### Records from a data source
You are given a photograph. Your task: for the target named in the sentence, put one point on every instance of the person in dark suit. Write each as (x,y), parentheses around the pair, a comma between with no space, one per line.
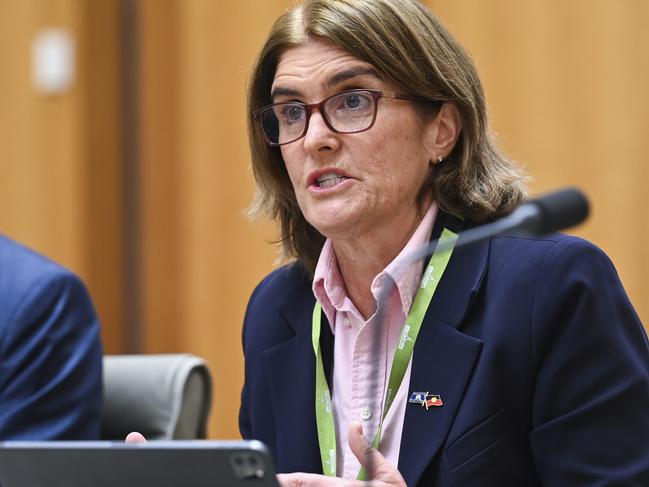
(50,351)
(510,362)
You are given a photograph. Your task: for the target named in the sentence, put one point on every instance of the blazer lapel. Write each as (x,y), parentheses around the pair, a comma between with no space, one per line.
(443,359)
(290,374)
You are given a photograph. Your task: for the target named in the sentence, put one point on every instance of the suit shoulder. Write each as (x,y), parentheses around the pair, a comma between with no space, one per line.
(550,251)
(27,276)
(274,305)
(289,280)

### YOUR TASK
The lines to return run from the one containing "of the suit" through the last line of the records above. Give them exactly and include nothing more.

### THE ANSWER
You are given a photograph. Your task: for the target named in the sentence, put one point on every instance of the suit shoulder. Write each as (x,y), parentheses around the pair, a comma between with no space, one per line.
(550,251)
(27,276)
(274,305)
(289,280)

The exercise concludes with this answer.